Reproduce the material below line for line, omitting the images from your output.

---

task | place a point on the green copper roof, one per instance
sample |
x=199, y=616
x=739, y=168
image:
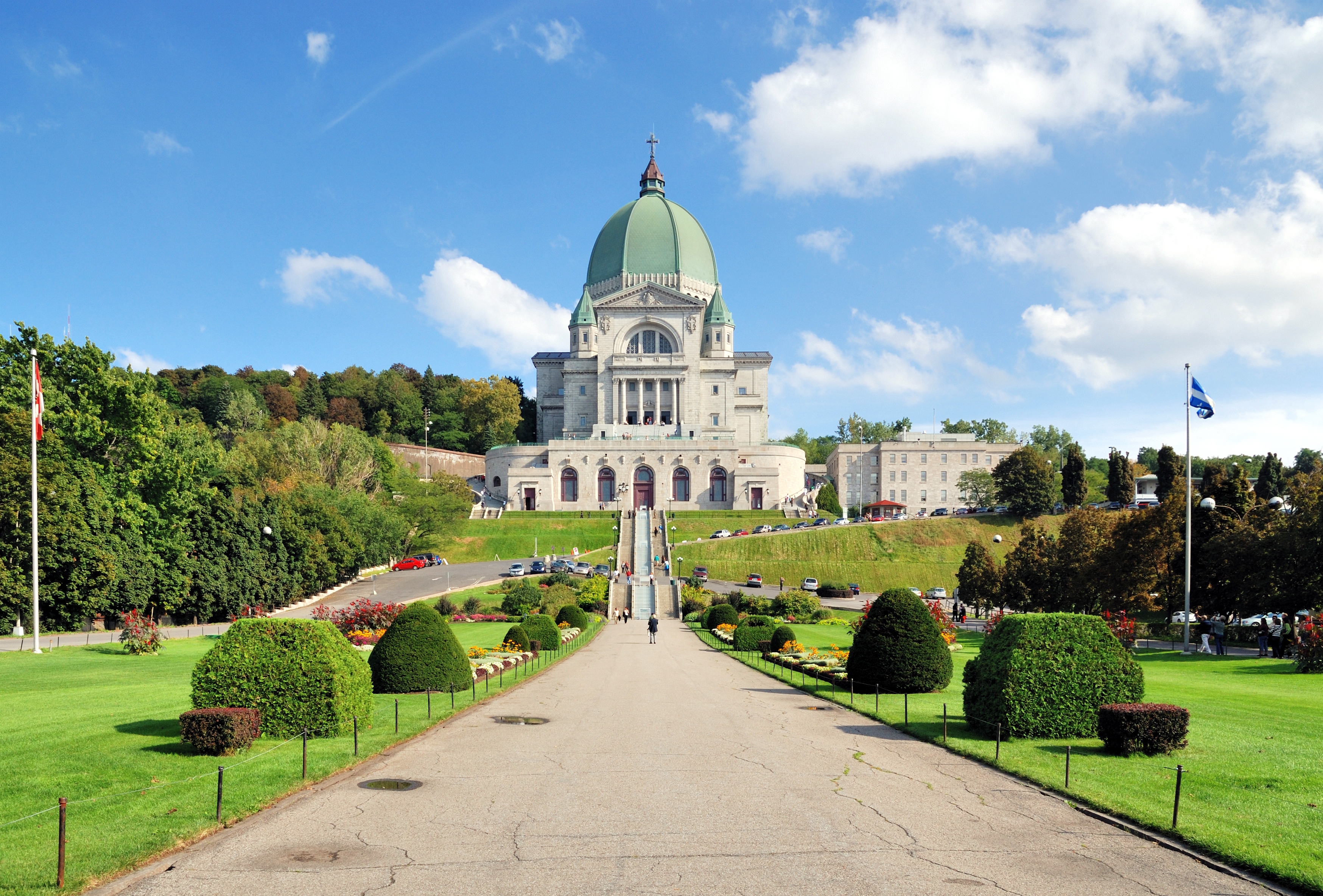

---

■ WRITTEN RESPONSE:
task | place a point on the green copper roof, one per instance
sample |
x=199, y=616
x=739, y=168
image:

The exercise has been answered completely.